CONSIGNES:
**1)** D'après l'extrait sur Boni Yayi, quelle fonction Guy Mitopkè occupe-t-il désormais au sein des Démocrates ?
**2)** Traduisez en anglais la phrase suivante de l'extrait sur Boni Yayi : « C’est la première grande leçon à tirer du congrès de Parakou. »
**3)** Rédigez la suite de l'extrait sur Boni Yayi en partant de sa dernière phrase.

Le dimanche 16 octobre dernier, profitant sans doute, du choc latent des ambitions, comme il en existe dans toutes les organisations humaines, Boni Yayi s’emparera des rennes du parti, de « son » parti, au grand dam de tous ceux qui espéraient qu’il se sentirait trop vieux ou trop fatigué pour redescendre dans l’arène. De fait, l’a-t-il jamais quittée ? Guy Mitopkè, ex-bras droit de Candide Azanaï et nouveau secrétaire à la communication des Démocrates, l’assure, ce n’est pas ce que Boni Yayi lui-même aurait souhaité, « ce sont les populations, les militants et même les responsables du parti qui lui ont demandé de consentir à nouveau ce sacrifice ». Trêve de polémique. « Il ne faut pas faire une fixette » ni sur la personne de Boni Yayi, encore moins sur celle d’Éric Houndété, l’ancien président exécutif du parti.

Yayi, seul maître à bord ?

Pourtant, l’installation de Boni Yayi dans les fonctions qu’occupait Éric Houndété depuis la création du parti est loin d’être un événement banal. Pour beaucoup d’observateurs, le calme et la concorde dans lesquels se sont déroulés les travaux de Parakou, et le consensus apparent qui s’est dégagé autour de la personne de l’ancien président sont bien la preuve que Boni Yayi reste le seul maître à bord du vaisseau LD, l’unique personnage qui fait autorité, la figure tutélaire devant laquelle toutes les ambitions se prosternent. Il est le patriarche qui garantit la stabilité face au risque que pourrait représenter pour le parti, une certaine guerre des ambitions. Le choc des antagonismes annoncés autour de l’héritage du « yayisme » s’est finalement avéré comme une tempête dans un verre d’eau. C’est la première grande leçon à tirer du congrès de Parakou.

LIGNES DE DONNÉES:
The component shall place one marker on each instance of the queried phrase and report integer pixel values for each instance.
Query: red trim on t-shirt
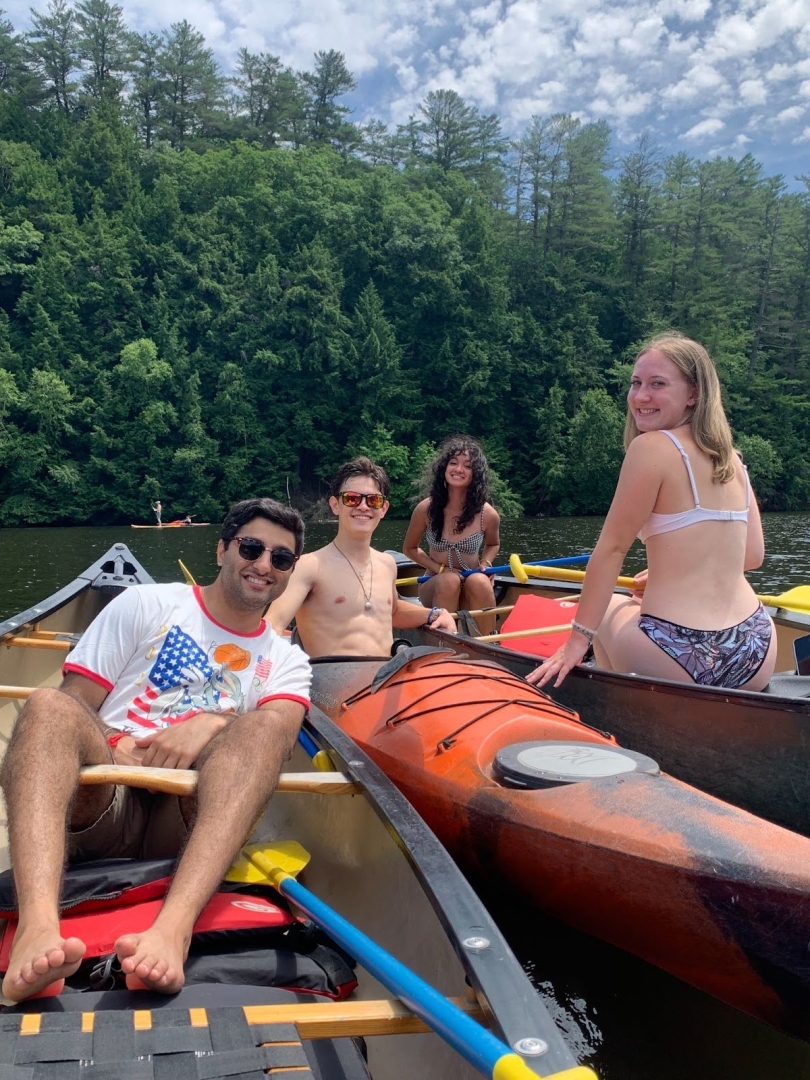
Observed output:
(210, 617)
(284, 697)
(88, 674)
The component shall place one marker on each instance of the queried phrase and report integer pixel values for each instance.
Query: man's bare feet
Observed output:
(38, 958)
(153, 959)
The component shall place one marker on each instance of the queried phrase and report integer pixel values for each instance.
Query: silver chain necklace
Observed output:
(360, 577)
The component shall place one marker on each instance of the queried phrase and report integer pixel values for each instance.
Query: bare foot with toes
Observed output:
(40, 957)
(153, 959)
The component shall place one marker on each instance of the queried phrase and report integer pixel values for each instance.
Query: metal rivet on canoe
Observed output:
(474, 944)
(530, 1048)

RÉPONSES FINALES:
**1)** Il est le nouveau secrétaire à la communication des Démocrates.

**2)** This is the first major lesson to be drawn from the Parakou congress.

**3)**
La question à présent est de savoir combien de temps cette tempête mettra pour sortir de son verre. Car, si les rivalités qui sont nées au sein du parti dans la perspective des présidentielles de 2026 se sont calmées sous l’autorité de Boni Yayi, elles réapparaîtront bien vite, c’est inéluctable, et Yayi Boni qui ne peut de toutes les façons plus accéder aux fonctions de président de la république, devra faire ce qu’il s’est refusé à faire à Parakou, c’est-à-dire trancher. Certaines mauvaises langues jurent qu’il n’a ajourné cette ‘’dispute’’ des présidentiables que pour lâcher entre leurs pattes son propre fils Chabi Yayi qu’il verrait mieux lui succéder que quiconque d’autre.

Éric Houndété « protégé » par Boni Yayi ?

Deuxième leçon à tirer du congrès de Parakou, le rôle et la place du président sortant au sein du parti. Le congrès de Parakou était une occasion pour prouver qu’Éric Houndété, tout comme avant lui, Eugène Azatassou, Valentin Djenontin, et Paul Hounkpè, n’était pas qu’un simple pion, un outil de marketing politique pour Boni Yayi. Parakou était l’occasion de prouver que le parti était enfin prêt à accepter et assumer le leadership d’un cadre dont la circonscription d’origine est loin de Tchaourou. Pour l’instant les partisans de l’enfant prodige de Kpomassè auront du mal à voir beaucoup de signes allant dans ce sens.

Ceci étant, il ne faut pas négliger cette lecture qui suggère qu’au contraire, le président Yayi ne s’est emparé de la présidence du parti que pour protéger Éric Houndété de la vindicte populaire que lui avaient préparée certains de ses adversaires, et pour mieux légitimer les actes qu’il posera désormais en tant que vice-président, sous sa couverture et sous ses ailes.

Nouveau face-à-face Yayi – Talon ?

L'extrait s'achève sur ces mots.